• GIVEN DATA
"""
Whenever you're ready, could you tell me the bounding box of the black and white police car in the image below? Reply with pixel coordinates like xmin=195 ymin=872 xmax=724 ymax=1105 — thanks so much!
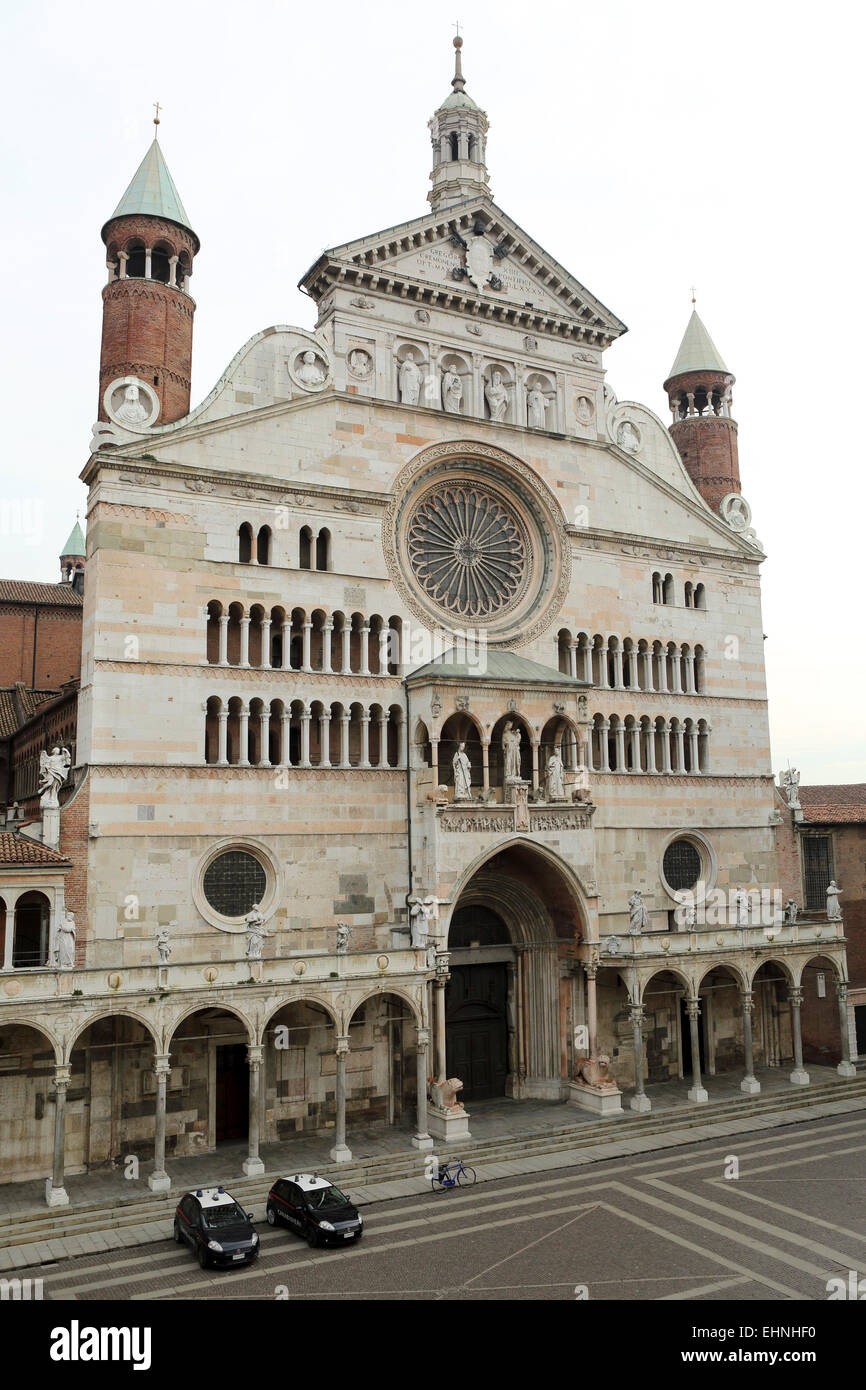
xmin=174 ymin=1187 xmax=259 ymax=1269
xmin=267 ymin=1173 xmax=363 ymax=1245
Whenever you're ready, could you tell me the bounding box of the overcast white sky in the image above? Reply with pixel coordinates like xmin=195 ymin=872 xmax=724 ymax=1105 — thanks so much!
xmin=0 ymin=0 xmax=866 ymax=784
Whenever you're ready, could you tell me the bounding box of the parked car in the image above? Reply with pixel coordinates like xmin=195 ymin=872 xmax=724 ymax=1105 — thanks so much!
xmin=174 ymin=1187 xmax=259 ymax=1269
xmin=267 ymin=1173 xmax=364 ymax=1245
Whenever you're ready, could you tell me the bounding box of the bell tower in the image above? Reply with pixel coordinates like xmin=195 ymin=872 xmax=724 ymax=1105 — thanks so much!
xmin=427 ymin=36 xmax=491 ymax=213
xmin=664 ymin=307 xmax=740 ymax=512
xmin=99 ymin=110 xmax=200 ymax=424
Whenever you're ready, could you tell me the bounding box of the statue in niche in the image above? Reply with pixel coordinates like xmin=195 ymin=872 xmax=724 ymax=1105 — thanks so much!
xmin=400 ymin=348 xmax=421 ymax=406
xmin=424 ymin=361 xmax=441 ymax=410
xmin=502 ymin=719 xmax=520 ymax=783
xmin=156 ymin=922 xmax=174 ymax=965
xmin=545 ymin=753 xmax=566 ymax=801
xmin=527 ymin=386 xmax=548 ymax=430
xmin=452 ymin=744 xmax=473 ymax=801
xmin=484 ymin=371 xmax=509 ymax=421
xmin=114 ymin=381 xmax=150 ymax=427
xmin=243 ymin=902 xmax=268 ymax=960
xmin=628 ymin=888 xmax=649 ymax=937
xmin=36 ymin=748 xmax=72 ymax=810
xmin=54 ymin=909 xmax=75 ymax=970
xmin=297 ymin=352 xmax=325 ymax=386
xmin=442 ymin=367 xmax=463 ymax=416
xmin=827 ymin=878 xmax=842 ymax=922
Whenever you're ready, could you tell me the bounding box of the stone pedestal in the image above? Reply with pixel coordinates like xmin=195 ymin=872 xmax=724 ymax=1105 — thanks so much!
xmin=427 ymin=1105 xmax=473 ymax=1144
xmin=569 ymin=1081 xmax=623 ymax=1115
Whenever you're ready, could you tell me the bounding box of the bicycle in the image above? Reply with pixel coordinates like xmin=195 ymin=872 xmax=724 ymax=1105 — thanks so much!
xmin=430 ymin=1158 xmax=475 ymax=1193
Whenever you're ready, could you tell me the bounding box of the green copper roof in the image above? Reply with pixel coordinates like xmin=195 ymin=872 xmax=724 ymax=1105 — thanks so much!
xmin=667 ymin=309 xmax=730 ymax=379
xmin=106 ymin=138 xmax=192 ymax=240
xmin=407 ymin=646 xmax=587 ymax=689
xmin=60 ymin=521 xmax=88 ymax=555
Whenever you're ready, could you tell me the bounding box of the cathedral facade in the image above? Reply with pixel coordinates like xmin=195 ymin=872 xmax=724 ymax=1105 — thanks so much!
xmin=0 ymin=40 xmax=851 ymax=1202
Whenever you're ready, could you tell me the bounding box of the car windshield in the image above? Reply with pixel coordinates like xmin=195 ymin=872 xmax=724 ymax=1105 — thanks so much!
xmin=202 ymin=1202 xmax=246 ymax=1229
xmin=306 ymin=1187 xmax=349 ymax=1212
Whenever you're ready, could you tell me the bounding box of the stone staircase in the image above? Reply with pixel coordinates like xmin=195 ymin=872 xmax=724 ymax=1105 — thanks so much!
xmin=0 ymin=1072 xmax=866 ymax=1251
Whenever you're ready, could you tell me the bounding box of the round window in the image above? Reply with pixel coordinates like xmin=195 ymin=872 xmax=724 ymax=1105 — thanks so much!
xmin=662 ymin=840 xmax=702 ymax=892
xmin=203 ymin=849 xmax=267 ymax=917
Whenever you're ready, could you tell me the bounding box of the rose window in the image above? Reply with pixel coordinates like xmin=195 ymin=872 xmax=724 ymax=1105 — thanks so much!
xmin=407 ymin=488 xmax=527 ymax=617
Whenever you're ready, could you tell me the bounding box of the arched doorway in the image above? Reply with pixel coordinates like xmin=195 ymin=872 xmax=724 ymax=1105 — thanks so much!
xmin=445 ymin=905 xmax=514 ymax=1101
xmin=445 ymin=840 xmax=584 ymax=1102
"""
• PROBLEM DETAILS
Rewrite all the entries above, changing "Whenever you're ready" to "When you have a moment" everywhere and keeping everything else the same. Leave the pictures out.

• ANSWER TO THIS EXERCISE
When you have a moment, could you tell me the bounding box of the black and white police car in the image below? Reply with pixel coordinates like xmin=195 ymin=872 xmax=724 ymax=1105 — thanks so much!
xmin=174 ymin=1187 xmax=259 ymax=1269
xmin=267 ymin=1173 xmax=363 ymax=1245
When you have a moment, could you tell me the bounding box of the overcast white sky in the image above? Reply with pixel coordinates like xmin=195 ymin=872 xmax=724 ymax=1105 — thanks so much!
xmin=0 ymin=0 xmax=866 ymax=784
When you have a moment, could you tell me the bounding box of the parked car in the image above? Reply with pixel coordinates like xmin=195 ymin=872 xmax=724 ymax=1105 — thanks so much!
xmin=174 ymin=1187 xmax=259 ymax=1269
xmin=267 ymin=1173 xmax=364 ymax=1245
When you have a moment, could you tell me the bounding box of the bell tower in the image above? Reply with pixel coordinates like xmin=195 ymin=872 xmax=724 ymax=1105 — thanks so much!
xmin=427 ymin=36 xmax=491 ymax=213
xmin=664 ymin=307 xmax=740 ymax=512
xmin=99 ymin=110 xmax=200 ymax=424
When you have a moment, could you tell me the bounding box of the statue in niche in the image above? Reply with pixel coordinates like xmin=195 ymin=872 xmax=724 ymax=1105 — thanks so much!
xmin=400 ymin=348 xmax=421 ymax=406
xmin=424 ymin=361 xmax=441 ymax=410
xmin=502 ymin=719 xmax=520 ymax=783
xmin=156 ymin=922 xmax=174 ymax=965
xmin=545 ymin=753 xmax=566 ymax=801
xmin=527 ymin=386 xmax=548 ymax=430
xmin=452 ymin=744 xmax=473 ymax=801
xmin=484 ymin=371 xmax=509 ymax=421
xmin=114 ymin=381 xmax=150 ymax=427
xmin=243 ymin=902 xmax=268 ymax=960
xmin=628 ymin=888 xmax=649 ymax=937
xmin=36 ymin=748 xmax=72 ymax=810
xmin=54 ymin=909 xmax=75 ymax=970
xmin=297 ymin=352 xmax=325 ymax=386
xmin=442 ymin=367 xmax=463 ymax=416
xmin=827 ymin=878 xmax=842 ymax=922
When you have a moment, could you tell me the bounding box of the stone pedestal in the image above? Reply with pixel coordinates like xmin=195 ymin=872 xmax=724 ymax=1105 — thanks so much!
xmin=427 ymin=1105 xmax=473 ymax=1144
xmin=569 ymin=1081 xmax=623 ymax=1115
When you have a moment, could you tell me the bounding box of the bicycle in the image above? Reply with pixel coordinates like xmin=195 ymin=872 xmax=724 ymax=1105 — thanks so much!
xmin=430 ymin=1158 xmax=475 ymax=1193
When you have a moment, could you tell me the bounding box of the green copper roof in the image above? Reply with pixel coordinates like xmin=195 ymin=872 xmax=724 ymax=1105 — thanks so much!
xmin=667 ymin=309 xmax=730 ymax=379
xmin=106 ymin=138 xmax=192 ymax=240
xmin=407 ymin=646 xmax=587 ymax=689
xmin=60 ymin=521 xmax=88 ymax=555
When you have a moment, could you tell me the bounding box of the cathedral facade in the image above? Reply with pixel coordinates like xmin=195 ymin=872 xmax=724 ymax=1105 — thanks so much!
xmin=0 ymin=40 xmax=851 ymax=1202
When you have a moment, could you tell me the bounding box of the car windshield in the image above? Reply with pixel coordinates like xmin=195 ymin=872 xmax=724 ymax=1105 — thanks so much!
xmin=202 ymin=1202 xmax=246 ymax=1229
xmin=306 ymin=1187 xmax=349 ymax=1212
When you have a moment, could you tell me the bounding box of the stone staircase in the image above? Reply with pixel coordinates like xmin=195 ymin=872 xmax=724 ymax=1105 — thanks so much!
xmin=0 ymin=1072 xmax=866 ymax=1251
When you have a moment, could you tell me the bounding box of the round window in the image above? Reply with pixel coordinates like xmin=195 ymin=872 xmax=724 ymax=1105 — thanks so much!
xmin=662 ymin=840 xmax=702 ymax=892
xmin=203 ymin=849 xmax=267 ymax=917
When you have a moment, could you tell me the bounding box of the rose window in the image above? Reply with pixel coordinates like xmin=195 ymin=872 xmax=724 ymax=1105 — thanks so much!
xmin=407 ymin=488 xmax=527 ymax=617
When you have a moment, could you tell me the bounding box of the arched doorway in the image above? Reply with pixel coordinates like xmin=195 ymin=872 xmax=724 ymax=1105 — thanks so much!
xmin=445 ymin=905 xmax=514 ymax=1101
xmin=445 ymin=840 xmax=584 ymax=1102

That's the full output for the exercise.